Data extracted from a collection
▼

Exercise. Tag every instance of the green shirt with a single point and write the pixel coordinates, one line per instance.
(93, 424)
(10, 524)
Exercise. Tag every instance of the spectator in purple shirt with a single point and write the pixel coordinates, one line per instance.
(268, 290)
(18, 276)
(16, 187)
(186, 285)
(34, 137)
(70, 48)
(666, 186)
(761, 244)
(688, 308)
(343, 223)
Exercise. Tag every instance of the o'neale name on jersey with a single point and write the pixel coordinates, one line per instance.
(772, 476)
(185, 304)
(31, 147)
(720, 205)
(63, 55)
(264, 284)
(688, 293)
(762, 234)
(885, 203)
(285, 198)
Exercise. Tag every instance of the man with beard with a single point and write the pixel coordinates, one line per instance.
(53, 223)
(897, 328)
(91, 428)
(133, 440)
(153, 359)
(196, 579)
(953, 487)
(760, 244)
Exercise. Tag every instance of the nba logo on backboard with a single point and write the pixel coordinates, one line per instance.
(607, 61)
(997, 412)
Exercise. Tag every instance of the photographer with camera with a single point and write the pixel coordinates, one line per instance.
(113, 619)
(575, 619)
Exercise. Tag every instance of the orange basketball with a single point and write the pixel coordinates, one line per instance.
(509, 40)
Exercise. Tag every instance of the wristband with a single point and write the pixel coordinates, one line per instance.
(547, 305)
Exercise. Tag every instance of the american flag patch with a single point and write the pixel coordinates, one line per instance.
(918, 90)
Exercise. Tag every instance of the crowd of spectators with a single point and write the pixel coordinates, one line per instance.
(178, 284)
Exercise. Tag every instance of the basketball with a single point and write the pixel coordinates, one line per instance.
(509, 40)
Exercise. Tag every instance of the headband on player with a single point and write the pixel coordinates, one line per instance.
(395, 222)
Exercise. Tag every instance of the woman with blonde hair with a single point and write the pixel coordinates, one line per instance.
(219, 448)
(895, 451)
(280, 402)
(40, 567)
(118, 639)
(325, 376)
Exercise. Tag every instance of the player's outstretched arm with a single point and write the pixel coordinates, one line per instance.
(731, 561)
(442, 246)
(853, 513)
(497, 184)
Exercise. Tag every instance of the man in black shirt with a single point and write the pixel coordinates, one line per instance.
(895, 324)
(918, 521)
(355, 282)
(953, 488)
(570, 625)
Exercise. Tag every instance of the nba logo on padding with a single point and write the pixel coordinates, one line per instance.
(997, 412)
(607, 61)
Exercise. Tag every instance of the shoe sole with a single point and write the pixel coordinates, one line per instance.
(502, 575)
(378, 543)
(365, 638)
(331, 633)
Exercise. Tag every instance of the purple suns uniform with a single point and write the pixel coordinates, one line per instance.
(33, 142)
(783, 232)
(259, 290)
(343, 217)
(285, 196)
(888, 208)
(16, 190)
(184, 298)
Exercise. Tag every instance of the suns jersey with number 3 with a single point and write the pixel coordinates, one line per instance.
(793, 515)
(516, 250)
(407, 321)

▲

▸ **Task requirements**
Please be sure to repeat every entry exactly.

▸ **Response**
Exercise. Tag every instance of the green shirt with a single point and write the pixel coordinates, one line per instance.
(93, 424)
(10, 524)
Exercise. Tag every instance of the spectator in purple shirt with a single point and write the pixel coordinates, one line per instance.
(268, 290)
(18, 276)
(16, 187)
(186, 285)
(34, 137)
(70, 48)
(666, 186)
(761, 244)
(688, 308)
(343, 223)
Exercise. Tag every instance of the o'neale name on jersey with a single point and write the pixel coordinates, one line per instance.
(772, 476)
(185, 304)
(31, 147)
(720, 205)
(63, 55)
(264, 284)
(688, 293)
(762, 234)
(885, 203)
(285, 198)
Exercise. Tag every instance of the man with beard with a single point and write the pixel coordinates, one line per instance.
(53, 223)
(897, 328)
(91, 428)
(133, 440)
(153, 359)
(196, 579)
(953, 487)
(760, 244)
Exercise. Tag every instance of the nba logo on backboard with a single point and write the pixel coordinates, one line per instance.
(607, 61)
(997, 412)
Exercise. Tag every instance of the photographer with camera with a single point and write the pixel coordinates, one line per instance.
(113, 619)
(575, 619)
Exercise. Tag every instance of the orange basketball with a single point and write the pixel coordinates, one line per instance.
(509, 40)
Exercise. Tag every instance of the wristband with a single point and write the pixel coordinates, one line per instance.
(547, 305)
Exercise. Tag every instance of the american flag patch with a single point and write the pixel coordinates, one line per instance.
(918, 90)
Exercise. Tag every instance of the crowd of spectators with a single point and write the pixel coordinates, one line per instance.
(178, 284)
Exercise. Tag every instance of the basketball with a single point and write the pixel coordinates, one line per instance.
(509, 40)
Exercise. Tag every instance of the headband on player with a single point and write the pixel coordinates, one line per instance.
(395, 222)
Exercise. Tag every instance of the woman with blonde hair with a single point and write the pixel coordinates, one line per instance.
(219, 448)
(895, 451)
(280, 402)
(40, 567)
(118, 639)
(325, 376)
Exercise. Tag every instance of the player's outstretched arm with a single point and write the pixel coordinates, one line per instance.
(731, 561)
(442, 246)
(853, 513)
(497, 184)
Exercise. Tag every instance of the man in black shirt with a single point and write the pixel coordinates, one line per instance.
(895, 324)
(918, 521)
(355, 282)
(953, 488)
(570, 625)
Exercise. Tag every instance of the nba logo on padding with a single point and write the pixel coordinates, one line per instance.
(997, 412)
(607, 61)
Exercise. Tag every instance of the shoe sole with a single point and write the pixel coordinates, one line per instance.
(502, 575)
(378, 543)
(365, 638)
(331, 633)
Exercise. Tag every instance of the purple suns uniform with a single point and write the pixel coordinates, one line per instance.
(33, 142)
(783, 232)
(259, 290)
(343, 217)
(285, 196)
(888, 208)
(16, 190)
(184, 298)
Exercise. Tag every instance of the suns jersey with number 3 with a single point and write the pixel coordinates, one line per instance.
(793, 515)
(516, 250)
(407, 321)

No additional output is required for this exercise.